**QUESTIONS TO ANSWER**
1. Answer these questions using the article on Noah Gragson:
(a) Which veteran driver did Gragson replace in the No. 10 Stewart-Haas Ford?
(b) In what year was Stewart penalized a lap for rough driving after wrecking Clint Bowyer?
(c) How old was Kevin Ward Jr. when he was killed?
2. In the article on Noah Gragson, reproduce word for word the passage from "The most significant" to "unblemished professional record.".
3. Render this sentence from the article on Noah Gragson in Spanish: "NASCAR reinstated Gragson in September after the 25-year-old completed diversity and inclusion training."

TEXT SECTION Start Marker

Noah Gragson Gets Second Chance With Owners Who Have Also Courted Controversy
Noah Gragson is getting a second chance in the NASCAR Cup Series after his disappointing rookie season ended in controversy. Gragson signed a multi-year deal to drive the No. 10 Stewart-Haas Ford for the 2024 season, replacing veteran Aric Almirola. With Gragson’s suspension still relatively fresh, perhaps co-owners Tony Stewart and Greg Haas understand better than most second chances are sometimes worthy given their own professional hardships.
Gragson was suspended in August by NASCAR and then released from Legacy Motor Club for his “actions on social media.” Specifically, Gragson “liked” an insensitivef Instagram post making light of George Floyd’s death in police custody in 2020. The officer, Derek Chauvin, is currently serving a 21-year prison sentence. He was found guilty in 2021 of two counts of murder and one count of second-degree manslaughter.
NASCAR reinstated Gragson in September after the 25-year-old completed diversity and inclusion training. He signed with Stewart-Haas Dec. 13, joining owners who are no strangers to controversy.
Tony Stewart proved to be one of the more polarizing drivers during his career, particularly in the 2000s. Stewart had notable spats with several drivers during this period, including Jeff Gordon, Brian Vickers, Matt Kenseth and others. He was fined $50,000 by NASCAR in 2002 for striking a photographer. He was fined $50,000 again in 2004 after striking Vickers following an on-track incident. In 2006, he was penalized a lap by NASCAR for rough driving after wrecking Clint Bowyer.
Stewart also took verbal jabs at some fellow competitors and others. He once sharply criticized Elliot Sadler following a wreck, suggesting he should expect such whenever he is within half a lap of the former Cup Series driver. He also irked many fans when Dale Earnhardt Jr. broke a four-year losing streak in 2012. Stewart quipped, “It’s not a national holiday, guys.”
The most significant controversy surrounding Stewart’s driving career occurred in 2014. While driving in a sprint car race in New York, Stewart and fellow driver Kevin Ward Jr. made contact, spinning out Ward Jr into the outside wall. Ward Jr. exited his car in apparent frustration at Stewart and continued walking down the track surface. He was then struck by the right rear tire of Stewart’s car, which killed the 20-year-old driver.
Stewart was not charged for the incident. The Ontario District Attorney finding “no basis for criminal charges,” USA Today reported. The D.A. added a toxicology report showed Ward Jr. was “under the influence of marijuana at a high enough level to impair judgement.”
Gene Haas, founder of Haas Automation and the racing team that would become Stewart-Haas, also goes without an unblemished professional record.

TEXT SECTION End Marker
SUPPLIED RECORDS Start Marker

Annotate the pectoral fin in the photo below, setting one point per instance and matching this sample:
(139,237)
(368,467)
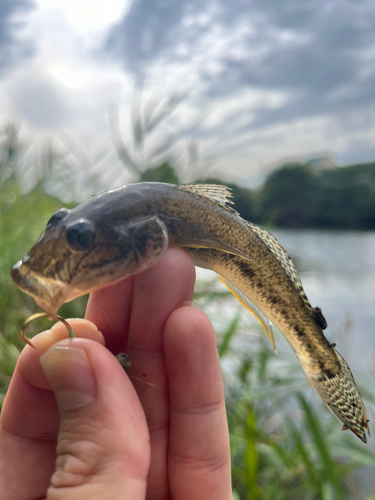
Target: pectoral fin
(252,308)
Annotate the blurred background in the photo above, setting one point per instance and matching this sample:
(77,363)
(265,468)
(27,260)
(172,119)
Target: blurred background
(275,99)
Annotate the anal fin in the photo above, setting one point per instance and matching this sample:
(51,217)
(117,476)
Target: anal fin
(252,308)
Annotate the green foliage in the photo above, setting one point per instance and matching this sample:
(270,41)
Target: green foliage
(279,450)
(297,196)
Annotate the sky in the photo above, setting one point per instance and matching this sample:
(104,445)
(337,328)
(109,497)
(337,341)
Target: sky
(242,86)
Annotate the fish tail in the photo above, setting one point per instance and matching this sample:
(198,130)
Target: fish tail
(341,396)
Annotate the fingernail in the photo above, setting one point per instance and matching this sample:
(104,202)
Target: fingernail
(190,303)
(69,373)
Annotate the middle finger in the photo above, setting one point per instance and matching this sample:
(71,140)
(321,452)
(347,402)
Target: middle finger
(157,292)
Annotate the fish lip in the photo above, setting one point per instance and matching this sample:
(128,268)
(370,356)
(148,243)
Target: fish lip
(46,296)
(20,278)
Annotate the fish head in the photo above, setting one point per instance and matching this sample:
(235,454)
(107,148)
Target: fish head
(78,253)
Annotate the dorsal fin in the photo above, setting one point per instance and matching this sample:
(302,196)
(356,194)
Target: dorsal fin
(215,192)
(284,259)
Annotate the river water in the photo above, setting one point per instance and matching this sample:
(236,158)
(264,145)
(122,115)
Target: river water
(337,269)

SUPPLIED RECORDS End Marker

**TASK-BY-TASK ANSWERS**
1.
(a) Aric Almirola
(b) 2006
(c) 20 years old

2.
The most significant controversy surrounding Stewart’s driving career occurred in 2014. While driving in a sprint car race in New York, Stewart and fellow driver Kevin Ward Jr. made contact, spinning out Ward Jr into the outside wall. Ward Jr. exited his car in apparent frustration at Stewart and continued walking down the track surface. He was then struck by the right rear tire of Stewart’s car, which killed the 20-year-old driver.
Stewart was not charged for the incident. The Ontario District Attorney finding “no basis for criminal charges,” USA Today reported. The D.A. added a toxicology report showed Ward Jr. was “under the influence of marijuana at a high enough level to impair judgement.”
Gene Haas, founder of Haas Automation and the racing team that would become Stewart-Haas, also goes without an unblemished professional record.

3. NASCAR readmitió a Gragson en septiembre después de que el joven de 25 años completara una capacitación en diversidad e inclusión.